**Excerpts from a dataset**
----------------------------------------

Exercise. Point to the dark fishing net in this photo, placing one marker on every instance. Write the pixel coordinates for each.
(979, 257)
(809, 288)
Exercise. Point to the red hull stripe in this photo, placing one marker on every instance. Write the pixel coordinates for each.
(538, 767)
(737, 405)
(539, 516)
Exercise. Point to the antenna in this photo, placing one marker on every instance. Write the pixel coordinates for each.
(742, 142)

----------------------------------------

**AIM OF THE TASK**
Every record above needs to be repeated word for word.

**SOLVED EXERCISE**
Exercise. Point to the dark fishing net in this photo, placing one marker on every instance. Write the pixel coordinates for each.
(979, 257)
(809, 288)
Exercise. Point to the red hull stripe in this photo, placing one marker on every instance. Write the pixel coordinates for each.
(538, 767)
(737, 405)
(539, 516)
Exercise. Point to the antenna in this photo, placing one marker on every instance. Write the pixel coordinates for each.
(742, 142)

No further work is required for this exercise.